Instruction a »
In the patent extract, which component receives the plurality of performance scores from scoring component 106?
::: Document extract
Optionally, scoring component 106 accesses the plurality of output values and in 220 scoring component 106 optionally computes a plurality of performance scores. Optionally, component 106 computes the plurality of performance scores using the plurality of output values and the plurality of input data samples. Optionally, the plurality of performance scores are according to one or more data values of the plurality of input data samples, as opposed to a semantic definition of the plurality of input data samples. Optionally, the plurality of performance scores are according to one or more semantic definitions of the plurality of input data samples. Optionally, scoring component 106 provides the plurality of performance scores to analyzer 107.


In 230, analyzer 107 optionally analyzes the plurality of output values and the plurality of input data samples to optionally compute in 235 one or more required data sample characteristics. Optionally, the one or more required data sample characteristics are associated with one or more unsatisfactory output values of the plurality of output values. Optionally, analyzer 107 computes the one or more required data sample characteristics further using the plurality of performance scores computed by scoring component 106. Some examples of a performance score include an accuracy score, a precision score, a recall score, an F1 score, and an area under the receiver operating characteristic (ROC) curve.


In some embodiments computing the one or more required data sample characteristics comprises additionally, or alternatively, using a plurality of visual features of a real world repository. In such embodiments, system 100 may further implement the following optional method.


Reference is now made also to FIG. 3, showing a flowchart schematically representing another optional flow of operations 300, according to some embodiments. In such embodiments, in 310 other analyzer 121 accesses an identified repository of data samples. Optionally, the identified repository of data samples comprises a plurality of digital images captured in one or more physical environments. In 320, other analyzer 320 optionally analyzes the identified repository of data samples, for example comprising analyzing the plurality of digital images. In 325, other analyzer 121 optionally computes a plurality of visual features, optionally according to the analysis of the plurality of digital images in 320. Some examples of a visual feature include a texture, a color, a semantic context of an object, a histogram of a digital image, a brightness value of a digital image and a positional relationship between two or more objects.


Optionally, in 330 other analyzer 121 computes one or more dataset scores, optionally using the plurality of visual features and one or more sets of training data selected from data repository 101. Optionally, the one or more dataset scores are indicative of an expected performance score of model 105 in response to input data, where model 105 is trained using the one or more sets of training data. Optionally, the one or more dataset scores are indicative of a visual feature of the plurality of visual features that is missing or insufficiently covered in the one or more sets of training data. In such embodiments, the one or more dataset scores are indicative of a degree of accuracy of the one or more sets of training data in representing a real world. Some examples of an expected performance score of a model include an accuracy score, a precision score, a recall score, an F1 score, and an area under the receiver operating characteristic (ROC) curve.
::::::
::: Supplied material
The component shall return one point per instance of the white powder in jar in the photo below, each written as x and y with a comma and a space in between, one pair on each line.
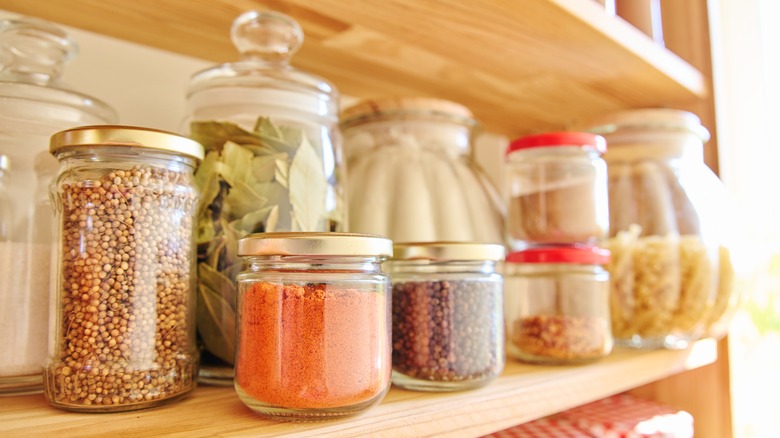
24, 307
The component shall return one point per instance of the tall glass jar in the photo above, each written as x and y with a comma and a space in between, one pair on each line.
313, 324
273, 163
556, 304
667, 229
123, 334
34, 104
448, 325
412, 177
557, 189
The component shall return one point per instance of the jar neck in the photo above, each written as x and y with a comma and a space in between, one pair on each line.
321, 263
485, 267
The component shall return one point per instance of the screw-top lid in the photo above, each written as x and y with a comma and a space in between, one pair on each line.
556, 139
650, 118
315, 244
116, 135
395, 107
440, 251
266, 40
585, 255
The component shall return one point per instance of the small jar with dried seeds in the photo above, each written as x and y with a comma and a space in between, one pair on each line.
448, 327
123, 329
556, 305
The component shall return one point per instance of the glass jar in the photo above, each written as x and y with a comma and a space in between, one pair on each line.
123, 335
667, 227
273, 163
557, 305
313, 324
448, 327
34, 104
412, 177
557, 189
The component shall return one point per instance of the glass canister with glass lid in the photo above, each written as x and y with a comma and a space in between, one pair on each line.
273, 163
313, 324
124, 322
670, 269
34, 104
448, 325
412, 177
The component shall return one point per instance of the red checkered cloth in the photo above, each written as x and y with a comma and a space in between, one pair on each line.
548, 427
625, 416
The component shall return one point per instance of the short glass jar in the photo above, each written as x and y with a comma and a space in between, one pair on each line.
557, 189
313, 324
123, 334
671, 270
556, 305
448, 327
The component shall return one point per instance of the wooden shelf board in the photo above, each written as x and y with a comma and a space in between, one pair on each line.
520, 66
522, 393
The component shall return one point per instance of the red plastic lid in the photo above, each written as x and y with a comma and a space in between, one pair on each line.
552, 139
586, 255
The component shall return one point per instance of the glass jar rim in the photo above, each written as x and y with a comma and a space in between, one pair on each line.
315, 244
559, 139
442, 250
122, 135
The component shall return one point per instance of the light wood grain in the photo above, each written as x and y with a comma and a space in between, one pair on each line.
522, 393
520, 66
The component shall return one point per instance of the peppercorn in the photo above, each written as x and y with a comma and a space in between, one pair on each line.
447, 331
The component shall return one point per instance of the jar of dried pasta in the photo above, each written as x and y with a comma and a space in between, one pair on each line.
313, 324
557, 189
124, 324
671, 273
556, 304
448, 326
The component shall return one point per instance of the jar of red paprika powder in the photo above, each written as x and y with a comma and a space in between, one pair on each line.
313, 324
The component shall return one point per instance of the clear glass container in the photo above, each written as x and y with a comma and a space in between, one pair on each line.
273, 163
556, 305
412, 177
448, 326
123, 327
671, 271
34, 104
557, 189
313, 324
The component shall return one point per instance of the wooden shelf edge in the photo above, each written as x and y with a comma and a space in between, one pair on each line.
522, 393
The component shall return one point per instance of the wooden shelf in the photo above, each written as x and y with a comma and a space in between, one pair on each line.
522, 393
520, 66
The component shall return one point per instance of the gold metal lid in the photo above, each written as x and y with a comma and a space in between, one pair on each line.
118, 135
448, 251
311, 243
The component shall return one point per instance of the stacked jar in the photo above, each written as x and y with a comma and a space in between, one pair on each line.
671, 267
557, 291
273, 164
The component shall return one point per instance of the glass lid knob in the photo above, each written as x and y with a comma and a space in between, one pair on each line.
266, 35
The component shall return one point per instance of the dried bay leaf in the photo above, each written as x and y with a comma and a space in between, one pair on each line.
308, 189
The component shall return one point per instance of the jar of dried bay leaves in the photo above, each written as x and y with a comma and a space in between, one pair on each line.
::::::
Instruction b »
Duplicate the entries starting with the line containing "wooden shelf in" and continuing through the final line of the entries.

Answer a »
Analyzer 107

Answer b »
The component shall return one point per instance of the wooden shelf in the photo above, each written as x and y with a comma and a space in between, one pair on each line.
522, 393
520, 66
The component shall return one point per instance of the gold metal lid in the photo above, each written as x and y with a comma and a space in between, one pair on each line.
118, 135
448, 251
311, 243
The component shall return one point per instance of the stacked jar in the photo above, each written as x and y with a comma and a space in between, one pair on each line.
671, 267
557, 291
273, 164
The component shall return one point per instance of the glass lid knob in the photo above, each written as x and y with a comma and a space in between, one pair on each line.
266, 35
The component shall return one point per instance of the dried bay leaf in the photo above, each written as x and y with a comma and a space in between, one pair on each line.
308, 189
The component shall return one point per instance of the jar of dried bay leaves in the photo above, each written as x and y with a comma and a space in between, one pair on each line.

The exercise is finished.